**GIVEN INSTRUCTION:**
Can you rewrite these entries with every "instance" swapped for "item" and nothing else altered? Leave the pictures out.

**** EXERCISE INPUTS

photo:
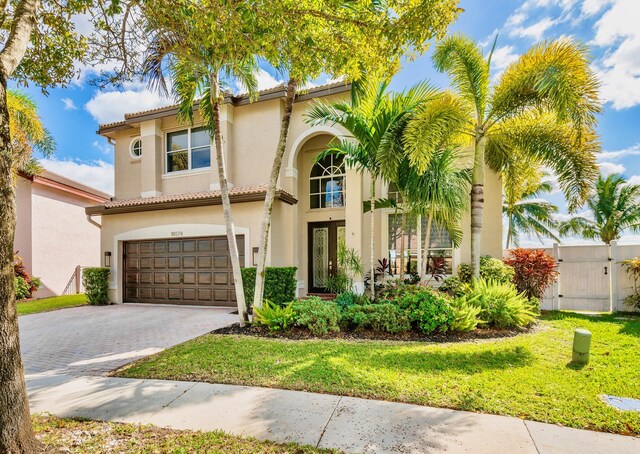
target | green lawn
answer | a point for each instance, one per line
(50, 304)
(73, 436)
(528, 376)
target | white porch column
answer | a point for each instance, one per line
(152, 158)
(226, 124)
(353, 218)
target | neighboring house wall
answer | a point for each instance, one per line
(53, 235)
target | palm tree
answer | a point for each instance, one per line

********

**SOLUTION TO THIS TASK:**
photo:
target | green lawn
answer | a point for each item, one per line
(50, 304)
(73, 436)
(528, 376)
target | white porch column
answer | a point for each item, one per line
(152, 158)
(226, 124)
(353, 218)
target | neighboring house wall
answer | a point for each item, one per line
(53, 235)
target | palm tree
answer | a point for each item, one per line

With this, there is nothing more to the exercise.